=== Task details ===
Find each line in the material below that contains the word "instance" and copy those lines out. Case matters, so a match must have the same capital and lowercase letters.

=== Provided records ===
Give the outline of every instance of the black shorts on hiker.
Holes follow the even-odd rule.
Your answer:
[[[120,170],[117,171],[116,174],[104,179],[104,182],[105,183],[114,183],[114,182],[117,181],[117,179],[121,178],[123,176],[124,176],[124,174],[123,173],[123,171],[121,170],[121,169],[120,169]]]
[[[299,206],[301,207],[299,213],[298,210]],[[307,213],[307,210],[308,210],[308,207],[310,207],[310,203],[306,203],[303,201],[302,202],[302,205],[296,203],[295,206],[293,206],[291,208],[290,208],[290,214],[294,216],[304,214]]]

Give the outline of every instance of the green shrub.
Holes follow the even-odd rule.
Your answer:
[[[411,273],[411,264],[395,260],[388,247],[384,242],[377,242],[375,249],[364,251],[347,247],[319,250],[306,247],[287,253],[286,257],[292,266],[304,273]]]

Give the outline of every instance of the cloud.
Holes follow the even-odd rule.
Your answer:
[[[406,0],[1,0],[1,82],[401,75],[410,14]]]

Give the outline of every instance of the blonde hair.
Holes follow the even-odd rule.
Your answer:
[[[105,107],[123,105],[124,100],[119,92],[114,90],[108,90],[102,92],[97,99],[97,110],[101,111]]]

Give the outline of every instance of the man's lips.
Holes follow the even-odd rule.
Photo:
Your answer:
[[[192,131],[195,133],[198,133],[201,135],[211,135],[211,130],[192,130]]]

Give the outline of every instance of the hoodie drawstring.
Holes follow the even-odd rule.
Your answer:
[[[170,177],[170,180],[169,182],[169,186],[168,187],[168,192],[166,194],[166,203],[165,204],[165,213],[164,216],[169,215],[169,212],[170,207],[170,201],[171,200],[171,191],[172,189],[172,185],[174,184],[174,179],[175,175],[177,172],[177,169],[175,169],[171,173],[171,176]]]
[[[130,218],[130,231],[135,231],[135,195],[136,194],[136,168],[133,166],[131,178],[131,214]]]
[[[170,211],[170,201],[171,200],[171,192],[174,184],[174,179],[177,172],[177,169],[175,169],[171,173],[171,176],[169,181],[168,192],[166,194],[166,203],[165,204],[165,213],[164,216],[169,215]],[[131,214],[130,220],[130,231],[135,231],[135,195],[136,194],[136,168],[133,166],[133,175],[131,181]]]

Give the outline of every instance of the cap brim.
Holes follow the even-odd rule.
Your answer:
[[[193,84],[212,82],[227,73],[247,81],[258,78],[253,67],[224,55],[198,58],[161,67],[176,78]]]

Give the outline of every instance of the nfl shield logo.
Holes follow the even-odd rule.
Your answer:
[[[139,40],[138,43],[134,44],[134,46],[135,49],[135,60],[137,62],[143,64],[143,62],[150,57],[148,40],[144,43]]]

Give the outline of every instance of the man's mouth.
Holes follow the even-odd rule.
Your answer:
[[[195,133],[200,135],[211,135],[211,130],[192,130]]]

=== Result below ===
Give the outline of every instance of the black shorts on hiker.
Give the outline of every instance of the green shrub.
Give the outline of every instance of the cloud.
Give the outline of every instance of the blonde hair.
Give the outline of every instance of the man's lips.
Give the outline of every instance of the hoodie drawstring.
Give the outline of every instance of the cap brim.
Give the outline of every instance of the nfl shield logo.
Give the outline of every instance of the man's mouth.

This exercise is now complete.